_Input data_:
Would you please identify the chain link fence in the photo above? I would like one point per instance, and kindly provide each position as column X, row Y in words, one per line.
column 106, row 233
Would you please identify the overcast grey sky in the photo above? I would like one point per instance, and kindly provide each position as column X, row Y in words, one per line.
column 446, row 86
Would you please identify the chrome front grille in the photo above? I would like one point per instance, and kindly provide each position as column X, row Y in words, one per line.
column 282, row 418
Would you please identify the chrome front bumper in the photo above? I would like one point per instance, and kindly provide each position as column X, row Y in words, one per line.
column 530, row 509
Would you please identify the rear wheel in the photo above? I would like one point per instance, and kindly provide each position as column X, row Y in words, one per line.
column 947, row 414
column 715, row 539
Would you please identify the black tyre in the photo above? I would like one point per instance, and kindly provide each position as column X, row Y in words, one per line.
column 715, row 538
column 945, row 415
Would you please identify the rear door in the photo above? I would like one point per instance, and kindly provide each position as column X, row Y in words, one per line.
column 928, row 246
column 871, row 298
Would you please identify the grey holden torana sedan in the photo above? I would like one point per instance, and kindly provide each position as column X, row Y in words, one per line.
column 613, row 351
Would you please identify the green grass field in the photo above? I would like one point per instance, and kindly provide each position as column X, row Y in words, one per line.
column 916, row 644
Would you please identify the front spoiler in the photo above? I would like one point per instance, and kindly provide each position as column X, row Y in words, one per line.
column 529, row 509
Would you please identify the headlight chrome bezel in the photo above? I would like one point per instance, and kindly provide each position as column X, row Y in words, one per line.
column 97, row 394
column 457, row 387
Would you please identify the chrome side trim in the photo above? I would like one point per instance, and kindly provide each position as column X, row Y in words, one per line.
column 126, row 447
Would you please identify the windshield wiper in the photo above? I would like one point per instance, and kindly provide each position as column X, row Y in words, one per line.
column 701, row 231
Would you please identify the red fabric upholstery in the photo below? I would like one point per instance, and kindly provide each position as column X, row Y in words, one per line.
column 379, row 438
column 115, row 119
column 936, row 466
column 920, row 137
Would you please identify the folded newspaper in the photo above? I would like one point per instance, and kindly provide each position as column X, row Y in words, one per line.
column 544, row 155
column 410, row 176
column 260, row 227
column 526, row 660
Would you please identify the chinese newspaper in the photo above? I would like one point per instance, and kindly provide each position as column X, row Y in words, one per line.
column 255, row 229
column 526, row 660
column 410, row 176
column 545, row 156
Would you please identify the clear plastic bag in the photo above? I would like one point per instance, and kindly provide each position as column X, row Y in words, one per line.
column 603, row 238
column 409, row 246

_What you will do_: Return, word for word, the part of the rows that starts with the line containing "Would you please identify the folded" and ends with the line containing "column 545, row 156", including both of those lines.

_Exercise answer_:
Would you please identify the folded newspaper in the photo above? I would like one point per instance, and kindly provide each position as column X, row Y in words, one per line.
column 544, row 155
column 410, row 176
column 260, row 227
column 526, row 660
Would you please identify the chinese newspaper in the photo above? I would like one point per instance, and kindly provide each position as column X, row Y in words, one per line.
column 255, row 229
column 526, row 660
column 410, row 176
column 545, row 156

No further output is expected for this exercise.